Ready to Dive Into the Future After Cancer Treatment?

Why not slow down and wade into the kiddie pool first? It could be fun.

Posted Dec 29, 2018

Patricia Prijatel
Source: Patricia Prijatel

Treatment is over, so now it is time to throw yourself back into the job, focus on the kids, cook healthier meals, jump on the treadmill, finish your thank-you notes, and clean your sock drawer. 

Cancer has been your primary focus for months, maybe years, and now that you have turned your back on the oncology ward and are celebrating the life you have earned, you're ready to leap back in with intense purpose. And, perhaps, with a skewed sense of what you really can, and should, do for yourself.

I've got this, you think.  And that. And the other thing too. Yep, you're on it. All of it.

Recovering cancer patients have one guiding principle: to ensure that our future does not include cancer.  But that goal is sometimes clouded by everything else we want to do— everything we stewed about missing while we were dealing with ports and shots and surgeries: 

Why didn’t I travel more?  Or less?  Why have I missed so many of the kids’ soccer games? I want to learn to make a great Bearnaise sauce.  And learn French.  And go to France. And learn what Bearnaise sauce is.

#### What is expected
Decide whether each statement agrees with the piece on life after cancer treatment, answering yes or no and quoting the words that decide it: (a) The piece was posted in December 2018. (b) It says recovering cancer patients have three guiding principles. (c) It suggests wading into the kiddie pool before diving in.

#### Supplied records
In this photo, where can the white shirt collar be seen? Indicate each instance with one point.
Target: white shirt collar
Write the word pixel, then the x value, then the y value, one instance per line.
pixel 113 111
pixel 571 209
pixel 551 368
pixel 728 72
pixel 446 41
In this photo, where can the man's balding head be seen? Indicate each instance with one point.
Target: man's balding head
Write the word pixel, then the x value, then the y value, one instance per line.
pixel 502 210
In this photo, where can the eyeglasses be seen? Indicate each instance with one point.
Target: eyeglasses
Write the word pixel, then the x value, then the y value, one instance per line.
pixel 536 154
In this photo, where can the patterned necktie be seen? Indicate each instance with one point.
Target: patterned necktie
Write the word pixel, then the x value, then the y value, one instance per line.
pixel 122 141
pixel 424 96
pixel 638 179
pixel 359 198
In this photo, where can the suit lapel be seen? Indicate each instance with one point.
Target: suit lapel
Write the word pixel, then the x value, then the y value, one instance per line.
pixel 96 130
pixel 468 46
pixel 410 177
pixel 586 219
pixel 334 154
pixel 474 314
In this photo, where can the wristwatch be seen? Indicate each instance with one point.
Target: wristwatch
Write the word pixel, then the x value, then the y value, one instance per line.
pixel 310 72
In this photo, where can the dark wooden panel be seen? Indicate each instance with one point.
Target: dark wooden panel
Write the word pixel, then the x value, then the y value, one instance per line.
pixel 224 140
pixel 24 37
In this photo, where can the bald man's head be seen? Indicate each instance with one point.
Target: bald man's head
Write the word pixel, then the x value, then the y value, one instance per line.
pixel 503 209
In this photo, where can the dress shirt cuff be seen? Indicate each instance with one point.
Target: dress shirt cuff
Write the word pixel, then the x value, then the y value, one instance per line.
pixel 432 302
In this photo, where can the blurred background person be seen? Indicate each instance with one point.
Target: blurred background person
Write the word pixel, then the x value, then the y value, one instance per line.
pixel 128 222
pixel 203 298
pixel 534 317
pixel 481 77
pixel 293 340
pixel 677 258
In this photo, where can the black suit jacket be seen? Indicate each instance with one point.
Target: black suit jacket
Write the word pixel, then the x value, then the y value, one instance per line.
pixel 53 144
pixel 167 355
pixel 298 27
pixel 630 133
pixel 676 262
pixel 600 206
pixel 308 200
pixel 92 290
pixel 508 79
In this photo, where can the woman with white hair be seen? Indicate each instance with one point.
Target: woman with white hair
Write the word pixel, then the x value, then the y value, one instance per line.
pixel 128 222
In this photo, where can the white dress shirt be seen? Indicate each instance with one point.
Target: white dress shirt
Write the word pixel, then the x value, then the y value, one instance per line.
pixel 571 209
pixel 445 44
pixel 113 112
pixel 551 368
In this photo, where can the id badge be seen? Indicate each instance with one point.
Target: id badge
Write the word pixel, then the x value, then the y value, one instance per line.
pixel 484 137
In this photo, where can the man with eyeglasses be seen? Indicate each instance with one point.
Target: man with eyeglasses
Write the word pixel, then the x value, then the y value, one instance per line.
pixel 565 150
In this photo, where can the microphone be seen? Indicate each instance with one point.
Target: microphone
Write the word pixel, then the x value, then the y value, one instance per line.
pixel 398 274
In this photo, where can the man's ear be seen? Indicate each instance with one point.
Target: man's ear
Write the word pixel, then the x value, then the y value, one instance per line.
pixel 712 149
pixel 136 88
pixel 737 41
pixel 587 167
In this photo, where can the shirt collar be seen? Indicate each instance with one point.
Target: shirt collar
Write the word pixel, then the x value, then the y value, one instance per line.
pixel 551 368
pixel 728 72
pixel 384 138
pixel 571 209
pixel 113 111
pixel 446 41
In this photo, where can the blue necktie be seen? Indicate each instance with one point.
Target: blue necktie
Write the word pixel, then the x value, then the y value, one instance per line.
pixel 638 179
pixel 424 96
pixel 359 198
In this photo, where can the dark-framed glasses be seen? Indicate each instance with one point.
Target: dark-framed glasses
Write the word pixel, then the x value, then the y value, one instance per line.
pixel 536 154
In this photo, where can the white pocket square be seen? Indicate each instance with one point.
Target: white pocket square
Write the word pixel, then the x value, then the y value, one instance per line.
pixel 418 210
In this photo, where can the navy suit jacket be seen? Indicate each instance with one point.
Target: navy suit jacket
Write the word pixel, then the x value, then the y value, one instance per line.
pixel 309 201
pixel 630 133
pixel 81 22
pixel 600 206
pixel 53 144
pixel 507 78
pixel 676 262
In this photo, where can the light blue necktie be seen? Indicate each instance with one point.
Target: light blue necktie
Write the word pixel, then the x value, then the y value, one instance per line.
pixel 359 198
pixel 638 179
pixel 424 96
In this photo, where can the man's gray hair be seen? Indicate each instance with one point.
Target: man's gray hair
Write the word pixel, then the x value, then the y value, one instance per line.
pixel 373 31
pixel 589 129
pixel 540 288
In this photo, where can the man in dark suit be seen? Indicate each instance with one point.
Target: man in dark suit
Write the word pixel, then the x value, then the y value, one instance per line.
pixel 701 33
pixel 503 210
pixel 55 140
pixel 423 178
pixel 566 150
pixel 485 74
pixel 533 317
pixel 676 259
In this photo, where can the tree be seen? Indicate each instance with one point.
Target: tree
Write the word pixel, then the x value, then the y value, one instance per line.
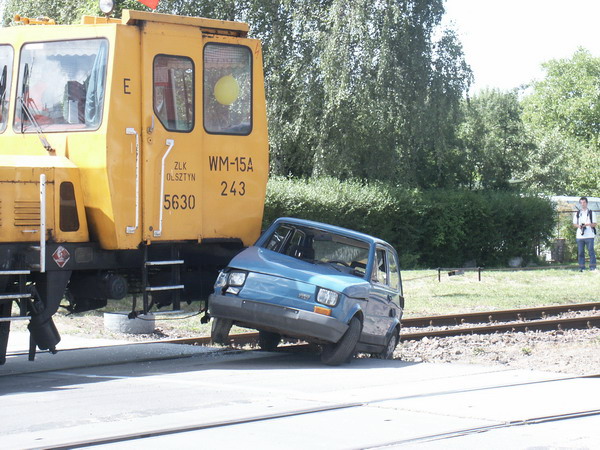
pixel 563 113
pixel 496 143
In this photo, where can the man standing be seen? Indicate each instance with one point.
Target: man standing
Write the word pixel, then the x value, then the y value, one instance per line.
pixel 584 221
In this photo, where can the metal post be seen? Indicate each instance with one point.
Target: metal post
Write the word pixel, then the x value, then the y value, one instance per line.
pixel 42 223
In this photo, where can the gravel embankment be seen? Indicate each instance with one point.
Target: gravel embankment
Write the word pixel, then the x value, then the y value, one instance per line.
pixel 571 351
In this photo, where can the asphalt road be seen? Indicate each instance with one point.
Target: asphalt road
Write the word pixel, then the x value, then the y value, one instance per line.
pixel 167 396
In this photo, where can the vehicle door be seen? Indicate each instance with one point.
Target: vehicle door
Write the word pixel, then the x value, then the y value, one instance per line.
pixel 380 312
pixel 171 156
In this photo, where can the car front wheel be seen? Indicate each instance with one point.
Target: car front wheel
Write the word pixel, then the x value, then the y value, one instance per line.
pixel 340 352
pixel 219 331
pixel 268 341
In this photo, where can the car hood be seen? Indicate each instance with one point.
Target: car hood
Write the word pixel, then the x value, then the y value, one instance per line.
pixel 256 259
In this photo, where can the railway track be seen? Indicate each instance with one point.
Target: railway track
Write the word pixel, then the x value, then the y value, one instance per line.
pixel 526 319
pixel 488 322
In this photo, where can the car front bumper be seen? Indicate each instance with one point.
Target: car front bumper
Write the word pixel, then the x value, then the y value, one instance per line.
pixel 281 319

#### Answer space
(a) Yes: "Posted Dec 29, 2018"
(b) No: "Recovering cancer patients have one guiding principle"
(c) Yes: "Why not slow down and wade into the kiddie pool first?"